■ **Texte extrait**:
+===+

L’anglophone Paul Kagame parle-t-il le français ? Certains affirment qu’il refuse de pratiquer une langue qu’il maîtrise très bien, d’autres - dont lui-même - assurent qu’il le parle mal. Il prendrait des cours, dit-on. Cette question serait anodine si elle n’illustrait les rapports tendus que son président entretient depuis longtemps avec la France et la francophonie, en même temps que sa volonté de s’en éloigner et de tourner davantage son pays vers l’océan Indien et l’Afrique du Sud.
La première fois que Kagame fait l’effort de s’exprimer en public dans la langue de Molière, c’est le 12 septembre 2003 dans un stade de Kigali, lors de son discours d’investiture. Délaissant un instant le kinyarwanda, la langue officielle du pays, il prononce quelques phrases fustigeant ceux qui l’accusent d’utiliser politiquement le génocide pour asseoir un régime autoritaire et museler l’opposition. Une allusion à nombre d’ONG et de médias français, mais aussi, plus largement, à la politique de Paris, jugée de longue date favorable aux Hutus, notamment à l’ancien pouvoir génocidaire de Juvénal Habyarimana.


Che Guevara et Mao

Les mauvaises relations entre Kagame et la France datent probablement d’octobre 1990. A 33 ans, il revient des Etats-Unis, où il suit un stage d’officier, pour prendre la tête du Front patriotique rwandais (FPR), mouvement rebelle marxisant qui vient de lancer, depuis l’Ouganda où il a ses bases, une offensive contre le régime Habyarimana. Chef de guerre austère, secret, autodidacte et bon tacticien, Kagame a lu les grands classiques révolutionnaires, Che Guevara et Mao. Il partage la vie de ses soldats, les mène au combat et fait régner une discipline de fer, n’hésitant pas à éliminer les recrues trop tièdes et les « espions ».
Mais l’opération échoue à quelques kilomètres de Kigali, après que la France, la Belgique et le Zaïre sont intervenus en faveur du pouvoir hutu. Les trois capitales francophones voient en lui un adversaire dangereux, il est l’homme de Yoweri Museveni, le leader ougandais proche des Américains.
Deux ans plus tard, en 1992, Kagame tente toutefois de venir plaider sa cause à Paris. Reçu à l’Elysée par Jean-Christophe Mitterrand, conseiller de son père pour les Affaires africaines, puis au Quai d’Orsay, il est interpellé un peu plus tard à son hôtel et incarcéré sous l’accusation de « terrorisme ». Il est libéré douze heures après sans un mot d’excuse.

+===+

■ **Consigne 1**: Citez le texte sur Paul Kagame en commençant à "L’anglophone Paul Kagame" et en terminant à "l’Afrique du Sud.".
■ **Consigne 2**: D'après le texte sur Paul Kagame, à quelle date Kagame s'exprime-t-il en public en français pour la première fois ?
■ **Consigne 3**: Donnez la suite du texte sur Paul Kagame à partir de l'endroit où il s'arrête.

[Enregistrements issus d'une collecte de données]

+===+

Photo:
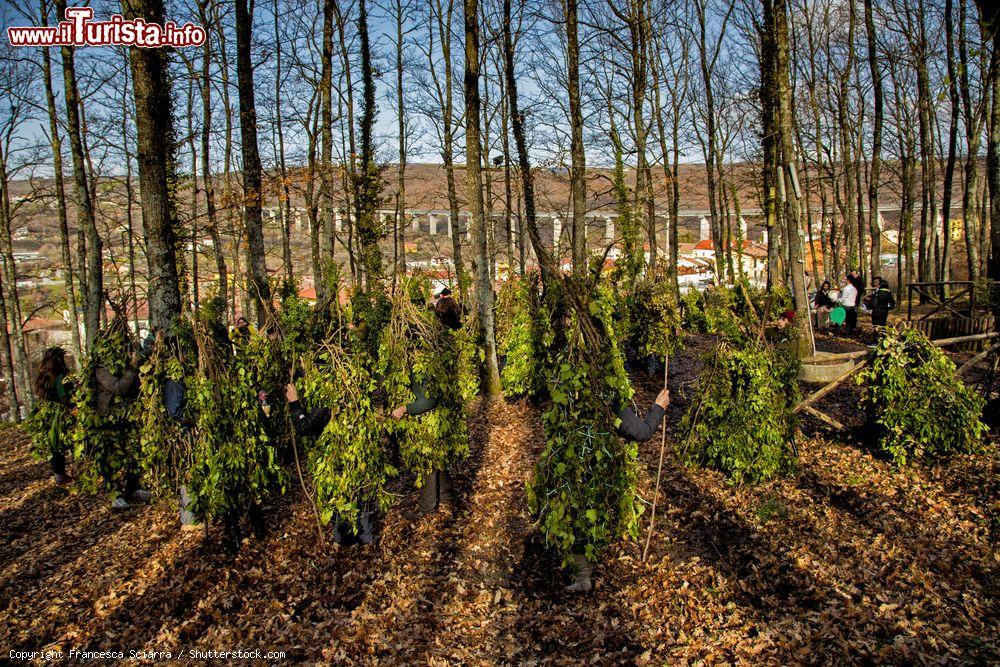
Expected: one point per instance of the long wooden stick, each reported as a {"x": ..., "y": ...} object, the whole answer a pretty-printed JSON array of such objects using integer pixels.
[
  {"x": 659, "y": 468},
  {"x": 812, "y": 398},
  {"x": 941, "y": 342},
  {"x": 976, "y": 359}
]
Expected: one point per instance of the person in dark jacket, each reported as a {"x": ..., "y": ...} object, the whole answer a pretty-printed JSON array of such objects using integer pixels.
[
  {"x": 882, "y": 301},
  {"x": 51, "y": 385},
  {"x": 306, "y": 423},
  {"x": 641, "y": 430},
  {"x": 448, "y": 311},
  {"x": 124, "y": 386}
]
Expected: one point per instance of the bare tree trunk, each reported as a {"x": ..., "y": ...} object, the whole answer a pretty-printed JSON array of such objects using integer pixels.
[
  {"x": 84, "y": 204},
  {"x": 991, "y": 16},
  {"x": 251, "y": 163},
  {"x": 195, "y": 231},
  {"x": 13, "y": 300},
  {"x": 524, "y": 163},
  {"x": 399, "y": 241},
  {"x": 155, "y": 130},
  {"x": 60, "y": 192},
  {"x": 786, "y": 124},
  {"x": 326, "y": 205},
  {"x": 473, "y": 166},
  {"x": 350, "y": 173},
  {"x": 206, "y": 172},
  {"x": 578, "y": 171}
]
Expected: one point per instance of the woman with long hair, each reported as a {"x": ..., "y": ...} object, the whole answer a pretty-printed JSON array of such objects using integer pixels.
[{"x": 53, "y": 389}]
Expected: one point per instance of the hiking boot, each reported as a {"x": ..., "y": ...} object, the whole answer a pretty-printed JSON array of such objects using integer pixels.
[
  {"x": 366, "y": 536},
  {"x": 257, "y": 525},
  {"x": 446, "y": 490},
  {"x": 581, "y": 582},
  {"x": 428, "y": 494}
]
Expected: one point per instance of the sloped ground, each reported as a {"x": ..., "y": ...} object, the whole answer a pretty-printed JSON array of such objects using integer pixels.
[{"x": 847, "y": 561}]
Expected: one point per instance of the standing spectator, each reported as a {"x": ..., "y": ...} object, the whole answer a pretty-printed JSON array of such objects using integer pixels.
[
  {"x": 51, "y": 386},
  {"x": 882, "y": 302},
  {"x": 448, "y": 311},
  {"x": 823, "y": 305},
  {"x": 120, "y": 473},
  {"x": 849, "y": 302}
]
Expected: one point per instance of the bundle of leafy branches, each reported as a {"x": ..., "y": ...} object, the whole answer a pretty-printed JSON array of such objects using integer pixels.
[
  {"x": 740, "y": 420},
  {"x": 45, "y": 425},
  {"x": 527, "y": 321},
  {"x": 650, "y": 319},
  {"x": 583, "y": 490},
  {"x": 914, "y": 404},
  {"x": 166, "y": 449},
  {"x": 692, "y": 308},
  {"x": 104, "y": 446},
  {"x": 414, "y": 348},
  {"x": 235, "y": 459},
  {"x": 346, "y": 461}
]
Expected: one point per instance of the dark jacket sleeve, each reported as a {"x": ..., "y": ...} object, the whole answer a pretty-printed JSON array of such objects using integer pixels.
[
  {"x": 639, "y": 430},
  {"x": 423, "y": 402},
  {"x": 118, "y": 386},
  {"x": 174, "y": 400}
]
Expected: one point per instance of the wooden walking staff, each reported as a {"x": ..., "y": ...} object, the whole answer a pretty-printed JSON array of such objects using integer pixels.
[{"x": 659, "y": 468}]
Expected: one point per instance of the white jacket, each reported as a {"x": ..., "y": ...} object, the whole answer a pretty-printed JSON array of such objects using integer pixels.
[{"x": 849, "y": 296}]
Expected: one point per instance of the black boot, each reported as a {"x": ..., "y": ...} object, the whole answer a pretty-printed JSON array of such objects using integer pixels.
[
  {"x": 428, "y": 493},
  {"x": 366, "y": 536},
  {"x": 232, "y": 537},
  {"x": 446, "y": 490}
]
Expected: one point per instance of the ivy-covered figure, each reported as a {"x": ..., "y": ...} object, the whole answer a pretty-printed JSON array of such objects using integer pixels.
[
  {"x": 349, "y": 468},
  {"x": 236, "y": 461},
  {"x": 914, "y": 403},
  {"x": 48, "y": 422},
  {"x": 524, "y": 338},
  {"x": 105, "y": 433},
  {"x": 427, "y": 378},
  {"x": 584, "y": 488}
]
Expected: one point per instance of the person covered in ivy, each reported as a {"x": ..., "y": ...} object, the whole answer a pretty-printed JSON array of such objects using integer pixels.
[
  {"x": 436, "y": 485},
  {"x": 823, "y": 304},
  {"x": 55, "y": 392},
  {"x": 583, "y": 490},
  {"x": 114, "y": 393},
  {"x": 849, "y": 301},
  {"x": 882, "y": 301},
  {"x": 176, "y": 404},
  {"x": 447, "y": 310}
]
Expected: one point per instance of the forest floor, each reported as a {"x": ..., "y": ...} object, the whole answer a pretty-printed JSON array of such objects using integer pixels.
[{"x": 847, "y": 560}]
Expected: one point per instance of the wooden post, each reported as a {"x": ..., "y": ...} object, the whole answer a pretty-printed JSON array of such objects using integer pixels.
[{"x": 659, "y": 467}]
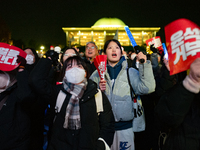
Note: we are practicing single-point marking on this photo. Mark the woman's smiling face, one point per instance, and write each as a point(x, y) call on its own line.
point(113, 52)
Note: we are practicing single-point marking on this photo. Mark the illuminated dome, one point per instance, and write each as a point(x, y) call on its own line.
point(109, 22)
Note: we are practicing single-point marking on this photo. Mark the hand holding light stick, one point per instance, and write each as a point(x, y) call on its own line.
point(134, 44)
point(165, 51)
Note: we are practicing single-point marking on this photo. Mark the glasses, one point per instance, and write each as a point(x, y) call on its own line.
point(70, 54)
point(90, 47)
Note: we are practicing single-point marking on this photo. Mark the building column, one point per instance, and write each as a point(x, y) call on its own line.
point(67, 39)
point(104, 36)
point(79, 33)
point(142, 37)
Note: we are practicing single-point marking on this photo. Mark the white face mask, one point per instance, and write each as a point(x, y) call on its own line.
point(133, 56)
point(137, 64)
point(29, 59)
point(75, 75)
point(6, 81)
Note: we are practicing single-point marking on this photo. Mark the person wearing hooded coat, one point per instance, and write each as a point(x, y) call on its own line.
point(90, 130)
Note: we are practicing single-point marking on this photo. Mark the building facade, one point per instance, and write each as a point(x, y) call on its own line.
point(105, 29)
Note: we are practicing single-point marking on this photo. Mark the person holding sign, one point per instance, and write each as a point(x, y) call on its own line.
point(115, 85)
point(16, 98)
point(179, 111)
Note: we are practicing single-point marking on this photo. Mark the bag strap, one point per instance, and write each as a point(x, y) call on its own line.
point(61, 97)
point(2, 102)
point(99, 102)
point(132, 91)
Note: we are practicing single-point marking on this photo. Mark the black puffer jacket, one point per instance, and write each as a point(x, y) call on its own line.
point(179, 111)
point(14, 115)
point(92, 125)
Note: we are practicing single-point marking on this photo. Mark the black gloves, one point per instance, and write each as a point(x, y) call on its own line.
point(153, 49)
point(53, 55)
point(22, 61)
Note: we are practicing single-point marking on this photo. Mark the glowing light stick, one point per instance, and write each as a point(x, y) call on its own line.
point(165, 51)
point(134, 44)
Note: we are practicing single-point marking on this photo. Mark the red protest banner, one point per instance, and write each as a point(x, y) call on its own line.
point(8, 56)
point(183, 44)
point(156, 41)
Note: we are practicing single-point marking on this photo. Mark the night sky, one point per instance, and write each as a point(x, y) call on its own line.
point(42, 20)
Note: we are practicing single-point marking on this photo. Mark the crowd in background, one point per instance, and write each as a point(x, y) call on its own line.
point(50, 102)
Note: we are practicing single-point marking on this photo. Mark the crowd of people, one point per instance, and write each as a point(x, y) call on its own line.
point(84, 112)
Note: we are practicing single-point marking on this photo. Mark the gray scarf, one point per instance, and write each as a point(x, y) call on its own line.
point(72, 116)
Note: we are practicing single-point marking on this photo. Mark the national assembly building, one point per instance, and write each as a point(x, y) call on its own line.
point(105, 29)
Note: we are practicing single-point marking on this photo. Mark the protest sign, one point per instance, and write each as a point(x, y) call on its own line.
point(183, 44)
point(8, 56)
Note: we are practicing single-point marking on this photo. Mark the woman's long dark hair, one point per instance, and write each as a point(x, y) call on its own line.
point(77, 59)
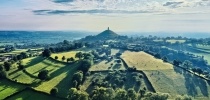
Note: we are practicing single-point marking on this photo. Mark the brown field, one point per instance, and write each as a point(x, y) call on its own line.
point(104, 65)
point(168, 79)
point(129, 83)
point(144, 61)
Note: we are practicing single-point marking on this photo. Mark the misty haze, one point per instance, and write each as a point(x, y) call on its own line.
point(105, 50)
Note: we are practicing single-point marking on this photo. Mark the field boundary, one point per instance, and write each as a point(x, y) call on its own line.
point(31, 89)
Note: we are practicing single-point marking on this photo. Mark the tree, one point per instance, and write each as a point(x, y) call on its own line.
point(66, 42)
point(46, 53)
point(3, 74)
point(79, 55)
point(74, 94)
point(156, 96)
point(1, 68)
point(87, 55)
point(176, 62)
point(63, 58)
point(54, 91)
point(7, 66)
point(75, 84)
point(187, 64)
point(200, 71)
point(24, 55)
point(118, 61)
point(102, 94)
point(70, 59)
point(121, 94)
point(131, 94)
point(20, 66)
point(78, 76)
point(165, 59)
point(56, 57)
point(43, 75)
point(84, 66)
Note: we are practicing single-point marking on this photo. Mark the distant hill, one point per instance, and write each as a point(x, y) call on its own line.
point(103, 36)
point(107, 34)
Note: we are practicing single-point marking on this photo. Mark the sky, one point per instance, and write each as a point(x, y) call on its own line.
point(97, 15)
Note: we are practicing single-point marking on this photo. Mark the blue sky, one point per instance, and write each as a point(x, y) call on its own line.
point(97, 15)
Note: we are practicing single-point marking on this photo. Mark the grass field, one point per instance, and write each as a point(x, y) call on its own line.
point(17, 51)
point(166, 78)
point(104, 65)
point(60, 78)
point(8, 88)
point(22, 77)
point(171, 41)
point(144, 61)
point(31, 95)
point(60, 74)
point(174, 41)
point(66, 54)
point(129, 83)
point(200, 50)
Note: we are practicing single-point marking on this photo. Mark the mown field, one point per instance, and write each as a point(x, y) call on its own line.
point(8, 88)
point(168, 79)
point(174, 41)
point(200, 50)
point(104, 65)
point(66, 54)
point(170, 41)
point(60, 74)
point(131, 80)
point(32, 95)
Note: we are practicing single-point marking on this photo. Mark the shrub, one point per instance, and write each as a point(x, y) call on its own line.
point(43, 75)
point(54, 91)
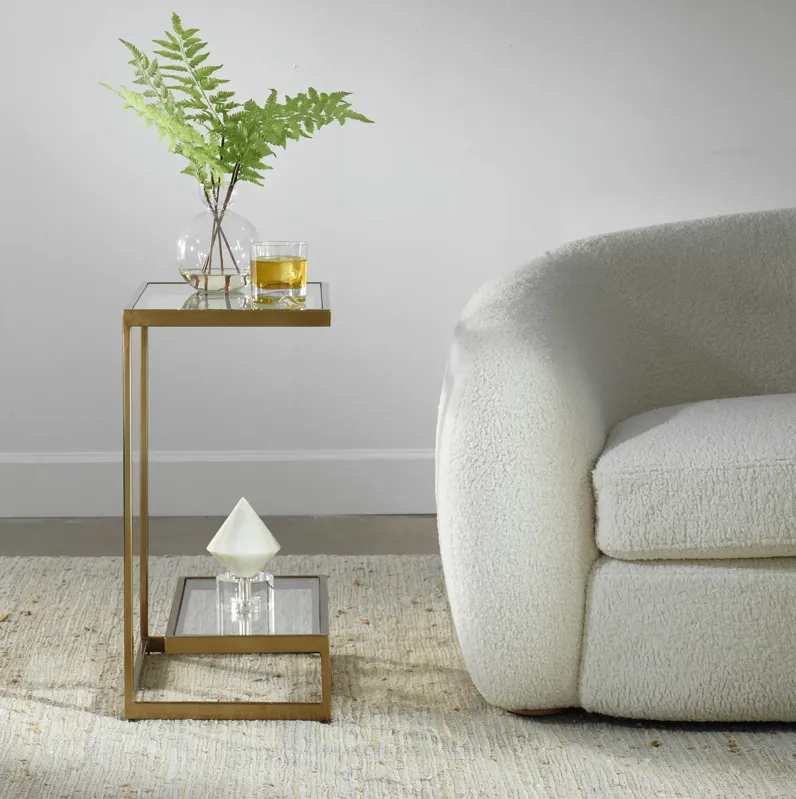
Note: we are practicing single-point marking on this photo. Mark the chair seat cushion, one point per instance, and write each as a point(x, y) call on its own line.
point(714, 479)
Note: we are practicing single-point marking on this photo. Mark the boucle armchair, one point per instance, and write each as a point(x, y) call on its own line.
point(617, 532)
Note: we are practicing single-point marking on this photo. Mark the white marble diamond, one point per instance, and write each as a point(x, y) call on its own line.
point(243, 544)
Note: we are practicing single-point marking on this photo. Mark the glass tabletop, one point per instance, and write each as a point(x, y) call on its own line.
point(173, 304)
point(299, 607)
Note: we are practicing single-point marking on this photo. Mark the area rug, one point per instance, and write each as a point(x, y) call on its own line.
point(408, 722)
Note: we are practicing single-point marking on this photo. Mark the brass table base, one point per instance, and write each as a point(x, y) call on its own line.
point(140, 644)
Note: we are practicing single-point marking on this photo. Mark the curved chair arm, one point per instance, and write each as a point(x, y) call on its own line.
point(520, 426)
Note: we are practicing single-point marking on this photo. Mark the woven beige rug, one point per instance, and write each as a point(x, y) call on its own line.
point(408, 722)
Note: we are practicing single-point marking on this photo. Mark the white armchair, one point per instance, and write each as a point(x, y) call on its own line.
point(544, 364)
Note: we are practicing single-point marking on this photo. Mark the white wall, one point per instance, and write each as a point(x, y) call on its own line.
point(504, 127)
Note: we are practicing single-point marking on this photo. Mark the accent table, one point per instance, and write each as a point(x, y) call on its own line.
point(195, 625)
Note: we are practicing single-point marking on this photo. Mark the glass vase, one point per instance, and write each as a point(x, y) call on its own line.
point(213, 250)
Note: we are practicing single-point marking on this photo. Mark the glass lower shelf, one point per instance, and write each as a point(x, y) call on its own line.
point(297, 606)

+===+

■ **Résultat de l'exercice 1**:
L’anglophone Paul Kagame parle-t-il le français ? Certains affirment qu’il refuse de pratiquer une langue qu’il maîtrise très bien, d’autres - dont lui-même - assurent qu’il le parle mal. Il prendrait des cours, dit-on. Cette question serait anodine si elle n’illustrait les rapports tendus que son président entretient depuis longtemps avec la France et la francophonie, en même temps que sa volonté de s’en éloigner et de tourner davantage son pays vers l’océan Indien et l’Afrique du Sud.

■ **Résultat de l'exercice 2**: Le 12 septembre 2003, lors de son discours d'investiture dans un stade de Kigali.

■ **Résultat de l'exercice 3**:
A cette époque, les extrémistes hutus prennent de plus en plus d’influence auprès d’Habyarimana. Cette période trouble, ponctuée de combats, d’exodes, de massacres de Tutsis et de Hutus modérés se prolonge jusqu’à l’attentat contre Habyarimana le 6 avril 1994, qui marque le début du génocide. Occupées à cette folie meurtrière qui dure cent jours, les Forces armées rwandaises (FAR) n’opposent guère de résistance aux troupes de l’armée patriotique rwandaise (APR), bras armé du FPR.


L’« homme fort » du nouveau régime

Paul Kagame prend Kigali le 4 juillet, mettant un terme au génocide. « La guerre est finie », proclame-t-il. Alors que les Hutus fuient par centaines de milliers, notamment vers le Zaïre, il cède à la pression internationale et accepte la création, par l’armée française, d’une « zone humanitaire sûre » dans le sud-ouest du Rwanda. Non sans accuser Paris d’avoir monté cette opération (baptisée « Turquoise ») pour protéger les auteurs du génocide.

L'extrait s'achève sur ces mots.